───── TRECHO

Sueli também afirmou que sua geração teve um papel fundamental na desmistificação da democracia racial e em mostrar que era uma falácia e uma hipocrisia. Segundo ela, ao fazer isso, sua geração rompeu com o pacto e a etiqueta social que, até então, governava as relações raciais no Brasil. Segundo a escritora, havia um combinado na sociedade brasileira. As pessoas brancas racistas nos diziam ‘o Brasil é uma democracia racial, nós vamos dizer isso e vocês negros vão fazer de conta que acreditam. Enquanto esse pacto prevalecer nós não teremos problemas’. E quando a gente nega isso e começa a exigir políticas de ação afirmativa como medidas de correção de redução de desigualdades o pacto se rompe”, afirmou. Sueli usou como exemplo para isso a criação de cotas raciais nas universidades brasileiras, as cotas tiraram os racistas do armário e os organizaram. Isso também fez emergir toda violência e crueldade que esse racismo tem.

──────────

§ **OBJETIVO A**:
Converta em uma tabela Markdown, com as colunas "Número" e "Conteúdo da linha", as linhas abaixo deste enunciado, começando pela que contém "Find the turquoise" e seguindo até a última delas. Deixe de fora as linhas em branco.
O trecho e as linhas não têm relação entre si.

───── MATERIAL DE BASE

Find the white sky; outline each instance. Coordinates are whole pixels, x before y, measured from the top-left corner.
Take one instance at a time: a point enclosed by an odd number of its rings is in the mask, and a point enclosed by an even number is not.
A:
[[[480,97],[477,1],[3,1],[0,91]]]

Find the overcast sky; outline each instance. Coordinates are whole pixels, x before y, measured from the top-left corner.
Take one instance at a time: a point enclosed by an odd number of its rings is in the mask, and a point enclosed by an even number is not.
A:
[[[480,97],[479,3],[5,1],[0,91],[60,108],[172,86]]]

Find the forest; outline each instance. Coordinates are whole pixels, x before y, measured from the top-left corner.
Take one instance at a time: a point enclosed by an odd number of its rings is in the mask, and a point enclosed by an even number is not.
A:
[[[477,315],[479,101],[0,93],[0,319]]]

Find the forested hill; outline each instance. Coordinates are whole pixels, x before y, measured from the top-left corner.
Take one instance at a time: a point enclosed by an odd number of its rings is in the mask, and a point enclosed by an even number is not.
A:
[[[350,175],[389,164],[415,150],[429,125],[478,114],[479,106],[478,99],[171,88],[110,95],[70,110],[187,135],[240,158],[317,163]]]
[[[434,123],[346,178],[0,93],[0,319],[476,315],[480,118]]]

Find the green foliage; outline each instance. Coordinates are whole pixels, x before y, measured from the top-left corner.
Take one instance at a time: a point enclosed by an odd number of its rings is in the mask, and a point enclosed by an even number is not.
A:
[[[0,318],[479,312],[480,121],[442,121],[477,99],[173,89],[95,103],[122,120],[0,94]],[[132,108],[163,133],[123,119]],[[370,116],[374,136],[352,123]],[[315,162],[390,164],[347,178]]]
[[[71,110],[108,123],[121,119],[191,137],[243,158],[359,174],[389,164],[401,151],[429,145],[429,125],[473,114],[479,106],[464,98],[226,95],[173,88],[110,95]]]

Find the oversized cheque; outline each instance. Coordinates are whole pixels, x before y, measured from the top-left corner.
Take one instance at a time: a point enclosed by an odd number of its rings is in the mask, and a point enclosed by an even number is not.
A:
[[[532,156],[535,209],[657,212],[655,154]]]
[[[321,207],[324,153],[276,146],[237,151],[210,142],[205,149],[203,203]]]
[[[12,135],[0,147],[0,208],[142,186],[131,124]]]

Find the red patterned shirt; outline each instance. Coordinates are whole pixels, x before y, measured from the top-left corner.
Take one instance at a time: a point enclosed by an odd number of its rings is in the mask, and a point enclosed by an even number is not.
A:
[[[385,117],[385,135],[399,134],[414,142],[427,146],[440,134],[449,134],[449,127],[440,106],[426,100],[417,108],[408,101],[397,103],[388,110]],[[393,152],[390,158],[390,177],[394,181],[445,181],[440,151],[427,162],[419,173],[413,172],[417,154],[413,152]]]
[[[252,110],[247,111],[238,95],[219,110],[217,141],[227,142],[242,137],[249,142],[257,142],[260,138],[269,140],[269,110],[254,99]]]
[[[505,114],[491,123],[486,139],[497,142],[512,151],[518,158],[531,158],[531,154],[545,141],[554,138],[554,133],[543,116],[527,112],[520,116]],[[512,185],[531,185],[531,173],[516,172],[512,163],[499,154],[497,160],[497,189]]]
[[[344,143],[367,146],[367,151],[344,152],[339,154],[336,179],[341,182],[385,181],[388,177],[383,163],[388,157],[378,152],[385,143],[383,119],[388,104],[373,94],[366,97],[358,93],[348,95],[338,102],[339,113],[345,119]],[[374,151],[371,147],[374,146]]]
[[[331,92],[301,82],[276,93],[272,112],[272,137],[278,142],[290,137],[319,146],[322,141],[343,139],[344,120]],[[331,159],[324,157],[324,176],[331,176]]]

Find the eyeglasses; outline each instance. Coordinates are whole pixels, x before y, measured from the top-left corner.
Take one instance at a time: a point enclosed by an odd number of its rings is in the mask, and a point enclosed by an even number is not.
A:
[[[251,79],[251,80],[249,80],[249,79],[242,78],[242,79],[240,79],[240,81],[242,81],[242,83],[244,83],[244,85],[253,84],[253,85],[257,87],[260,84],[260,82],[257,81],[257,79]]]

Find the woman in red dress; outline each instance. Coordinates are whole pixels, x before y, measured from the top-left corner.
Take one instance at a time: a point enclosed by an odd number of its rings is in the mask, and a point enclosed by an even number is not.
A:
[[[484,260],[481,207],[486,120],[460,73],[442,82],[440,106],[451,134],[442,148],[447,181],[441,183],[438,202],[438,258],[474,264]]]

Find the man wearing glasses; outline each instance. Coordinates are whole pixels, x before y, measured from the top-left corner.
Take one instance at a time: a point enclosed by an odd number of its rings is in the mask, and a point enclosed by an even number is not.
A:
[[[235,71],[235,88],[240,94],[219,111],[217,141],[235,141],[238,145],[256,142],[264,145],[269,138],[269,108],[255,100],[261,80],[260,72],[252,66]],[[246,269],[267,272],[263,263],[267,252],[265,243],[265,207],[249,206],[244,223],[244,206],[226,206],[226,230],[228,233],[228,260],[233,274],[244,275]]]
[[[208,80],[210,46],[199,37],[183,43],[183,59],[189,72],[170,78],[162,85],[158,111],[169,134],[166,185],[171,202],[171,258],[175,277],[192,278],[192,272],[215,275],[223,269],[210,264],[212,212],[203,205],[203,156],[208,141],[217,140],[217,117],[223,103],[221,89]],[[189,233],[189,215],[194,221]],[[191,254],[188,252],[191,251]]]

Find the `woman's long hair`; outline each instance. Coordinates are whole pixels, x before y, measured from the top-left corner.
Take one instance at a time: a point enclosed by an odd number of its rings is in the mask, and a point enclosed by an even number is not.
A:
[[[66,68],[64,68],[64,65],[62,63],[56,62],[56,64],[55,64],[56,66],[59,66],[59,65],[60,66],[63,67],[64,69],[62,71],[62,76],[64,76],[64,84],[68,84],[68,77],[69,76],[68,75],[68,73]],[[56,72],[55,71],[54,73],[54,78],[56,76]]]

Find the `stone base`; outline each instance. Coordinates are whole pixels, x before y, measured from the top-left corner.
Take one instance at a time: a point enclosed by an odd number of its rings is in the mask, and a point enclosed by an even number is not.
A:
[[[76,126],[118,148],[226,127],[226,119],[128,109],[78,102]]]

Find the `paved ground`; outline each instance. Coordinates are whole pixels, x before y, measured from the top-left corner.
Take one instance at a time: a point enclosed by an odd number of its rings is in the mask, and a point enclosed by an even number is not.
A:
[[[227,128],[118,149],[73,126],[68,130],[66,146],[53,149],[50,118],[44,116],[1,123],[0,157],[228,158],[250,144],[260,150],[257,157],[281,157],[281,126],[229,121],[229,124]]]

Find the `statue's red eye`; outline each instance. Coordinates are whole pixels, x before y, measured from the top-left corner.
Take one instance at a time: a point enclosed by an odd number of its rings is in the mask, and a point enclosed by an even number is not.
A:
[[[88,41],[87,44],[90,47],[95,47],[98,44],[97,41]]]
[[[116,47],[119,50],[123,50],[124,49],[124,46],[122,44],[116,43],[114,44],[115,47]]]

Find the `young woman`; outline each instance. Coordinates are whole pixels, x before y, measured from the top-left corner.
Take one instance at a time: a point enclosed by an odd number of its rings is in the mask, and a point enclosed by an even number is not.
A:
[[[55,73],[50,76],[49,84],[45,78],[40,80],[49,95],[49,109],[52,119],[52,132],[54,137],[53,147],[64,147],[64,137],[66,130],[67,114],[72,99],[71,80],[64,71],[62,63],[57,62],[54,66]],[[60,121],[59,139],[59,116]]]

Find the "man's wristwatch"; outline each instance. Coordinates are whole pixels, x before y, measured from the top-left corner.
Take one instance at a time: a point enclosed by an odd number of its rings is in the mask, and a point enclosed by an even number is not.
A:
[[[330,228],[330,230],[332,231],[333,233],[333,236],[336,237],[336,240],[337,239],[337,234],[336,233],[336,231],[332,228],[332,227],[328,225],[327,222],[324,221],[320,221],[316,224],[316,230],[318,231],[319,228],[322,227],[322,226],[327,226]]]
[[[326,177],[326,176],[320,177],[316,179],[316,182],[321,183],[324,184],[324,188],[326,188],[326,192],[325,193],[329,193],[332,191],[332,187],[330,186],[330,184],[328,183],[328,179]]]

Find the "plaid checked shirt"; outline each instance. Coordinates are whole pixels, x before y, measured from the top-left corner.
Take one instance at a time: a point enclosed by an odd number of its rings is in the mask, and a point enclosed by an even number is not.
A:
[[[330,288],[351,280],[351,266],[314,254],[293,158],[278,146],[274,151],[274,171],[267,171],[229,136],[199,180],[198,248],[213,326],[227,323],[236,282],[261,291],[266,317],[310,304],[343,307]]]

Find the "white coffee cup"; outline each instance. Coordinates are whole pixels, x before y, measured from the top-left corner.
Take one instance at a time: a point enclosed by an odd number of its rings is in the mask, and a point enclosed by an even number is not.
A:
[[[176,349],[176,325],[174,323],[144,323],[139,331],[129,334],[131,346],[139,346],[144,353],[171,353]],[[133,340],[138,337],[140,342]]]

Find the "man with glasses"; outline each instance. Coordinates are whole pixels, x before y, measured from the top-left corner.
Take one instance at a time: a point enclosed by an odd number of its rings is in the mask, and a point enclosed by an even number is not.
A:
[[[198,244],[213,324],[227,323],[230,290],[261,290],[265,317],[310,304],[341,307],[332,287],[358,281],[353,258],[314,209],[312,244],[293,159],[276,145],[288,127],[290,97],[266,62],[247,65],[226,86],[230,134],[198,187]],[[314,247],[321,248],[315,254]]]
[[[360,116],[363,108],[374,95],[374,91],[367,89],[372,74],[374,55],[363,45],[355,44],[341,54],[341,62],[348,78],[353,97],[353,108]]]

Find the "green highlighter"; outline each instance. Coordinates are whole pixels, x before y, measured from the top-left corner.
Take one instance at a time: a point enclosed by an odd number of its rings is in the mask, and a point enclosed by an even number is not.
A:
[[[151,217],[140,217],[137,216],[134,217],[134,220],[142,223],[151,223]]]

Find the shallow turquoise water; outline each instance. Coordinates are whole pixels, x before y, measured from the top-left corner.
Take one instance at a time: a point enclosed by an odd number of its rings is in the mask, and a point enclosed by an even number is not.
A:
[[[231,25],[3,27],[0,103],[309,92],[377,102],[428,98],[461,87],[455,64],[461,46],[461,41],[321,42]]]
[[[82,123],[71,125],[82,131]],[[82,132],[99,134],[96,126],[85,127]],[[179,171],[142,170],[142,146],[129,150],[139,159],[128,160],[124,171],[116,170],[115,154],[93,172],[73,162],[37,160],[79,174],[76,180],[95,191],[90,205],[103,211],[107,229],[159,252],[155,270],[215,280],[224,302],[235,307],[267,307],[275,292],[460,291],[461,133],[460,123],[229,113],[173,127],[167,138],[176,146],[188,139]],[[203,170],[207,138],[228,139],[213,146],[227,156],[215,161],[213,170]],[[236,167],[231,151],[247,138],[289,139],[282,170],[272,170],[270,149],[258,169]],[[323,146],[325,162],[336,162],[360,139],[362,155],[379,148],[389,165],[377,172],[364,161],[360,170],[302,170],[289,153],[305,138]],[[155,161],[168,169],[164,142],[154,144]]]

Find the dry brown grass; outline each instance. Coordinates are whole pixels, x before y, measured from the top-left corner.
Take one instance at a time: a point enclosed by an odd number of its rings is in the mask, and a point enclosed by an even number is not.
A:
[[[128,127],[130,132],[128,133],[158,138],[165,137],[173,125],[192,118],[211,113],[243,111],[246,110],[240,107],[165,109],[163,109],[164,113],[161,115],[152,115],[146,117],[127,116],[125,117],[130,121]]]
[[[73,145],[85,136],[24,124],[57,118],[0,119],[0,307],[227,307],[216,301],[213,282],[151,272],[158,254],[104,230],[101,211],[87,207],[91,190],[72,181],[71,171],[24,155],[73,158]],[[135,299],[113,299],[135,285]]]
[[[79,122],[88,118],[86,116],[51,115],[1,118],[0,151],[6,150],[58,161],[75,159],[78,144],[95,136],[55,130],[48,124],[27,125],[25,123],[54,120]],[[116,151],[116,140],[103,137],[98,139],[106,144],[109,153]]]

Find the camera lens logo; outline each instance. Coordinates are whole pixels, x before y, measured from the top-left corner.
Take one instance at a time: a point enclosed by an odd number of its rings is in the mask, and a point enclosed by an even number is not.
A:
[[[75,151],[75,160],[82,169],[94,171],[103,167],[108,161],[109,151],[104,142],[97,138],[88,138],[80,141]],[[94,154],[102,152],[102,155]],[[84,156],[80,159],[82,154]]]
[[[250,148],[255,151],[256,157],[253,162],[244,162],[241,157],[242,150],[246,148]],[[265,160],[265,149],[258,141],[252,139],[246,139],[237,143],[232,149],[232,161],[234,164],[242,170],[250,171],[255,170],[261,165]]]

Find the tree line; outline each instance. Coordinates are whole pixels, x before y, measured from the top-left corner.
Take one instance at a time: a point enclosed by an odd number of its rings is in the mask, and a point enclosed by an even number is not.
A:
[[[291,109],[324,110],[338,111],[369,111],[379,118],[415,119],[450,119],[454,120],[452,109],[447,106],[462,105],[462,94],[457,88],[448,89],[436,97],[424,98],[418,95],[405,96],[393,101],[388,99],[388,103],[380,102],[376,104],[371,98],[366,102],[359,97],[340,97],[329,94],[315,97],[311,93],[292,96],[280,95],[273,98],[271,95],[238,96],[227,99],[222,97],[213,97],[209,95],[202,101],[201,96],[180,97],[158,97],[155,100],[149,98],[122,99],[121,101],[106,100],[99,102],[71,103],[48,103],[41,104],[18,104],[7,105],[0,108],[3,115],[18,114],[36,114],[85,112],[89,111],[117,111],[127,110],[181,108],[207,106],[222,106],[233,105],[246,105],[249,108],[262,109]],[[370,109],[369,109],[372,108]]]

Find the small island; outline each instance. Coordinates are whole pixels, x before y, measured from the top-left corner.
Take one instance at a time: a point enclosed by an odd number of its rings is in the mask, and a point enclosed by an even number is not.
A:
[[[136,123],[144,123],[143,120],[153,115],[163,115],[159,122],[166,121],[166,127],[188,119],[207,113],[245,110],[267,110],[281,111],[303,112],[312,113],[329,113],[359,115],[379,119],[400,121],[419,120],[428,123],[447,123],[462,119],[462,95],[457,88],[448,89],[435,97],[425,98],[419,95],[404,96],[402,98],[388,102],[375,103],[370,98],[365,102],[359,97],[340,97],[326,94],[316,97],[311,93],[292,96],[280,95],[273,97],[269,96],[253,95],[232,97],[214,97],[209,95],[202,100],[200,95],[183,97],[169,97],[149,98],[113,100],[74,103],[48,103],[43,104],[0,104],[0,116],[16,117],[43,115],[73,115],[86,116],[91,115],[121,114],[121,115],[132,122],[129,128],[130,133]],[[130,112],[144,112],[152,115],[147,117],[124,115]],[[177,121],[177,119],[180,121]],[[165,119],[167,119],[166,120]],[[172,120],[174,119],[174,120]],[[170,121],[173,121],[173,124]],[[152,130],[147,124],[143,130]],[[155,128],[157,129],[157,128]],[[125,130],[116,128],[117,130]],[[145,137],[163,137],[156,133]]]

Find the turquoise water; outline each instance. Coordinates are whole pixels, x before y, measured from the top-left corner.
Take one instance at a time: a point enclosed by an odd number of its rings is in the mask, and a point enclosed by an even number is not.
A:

──────────

§ **OBJETIVO B**:
Responda com base no trecho sobre a democracia racial:
(i) Segundo Sueli, que papel sua geração teve em relação à democracia racial?
(ii) Que exemplo Sueli usou para mostrar o rompimento do pacto?
(iii) Segundo ela, o que as cotas fizeram com os racistas?

§ **RESULTADO DO EXERCÍCIO A**:
| Número | Conteúdo da linha |
|---|---|
| 1 | Find the turquoise water; outline each instance. Coordinates are whole pixels, x before y, measured from the top-left corner. |
| 2 | Take one instance at a time: a point enclosed by an odd number of its rings is in the mask, and a point enclosed by an even number is not. |
| 3 | A: |

§ **RESULTADO DO EXERCÍCIO B**:
(i) Um papel fundamental na desmistificação da democracia racial e em mostrar que era uma falácia e uma hipocrisia.
(ii) A criação de cotas raciais nas universidades brasileiras.
(iii) Tiraram os racistas do armário e os organizaram.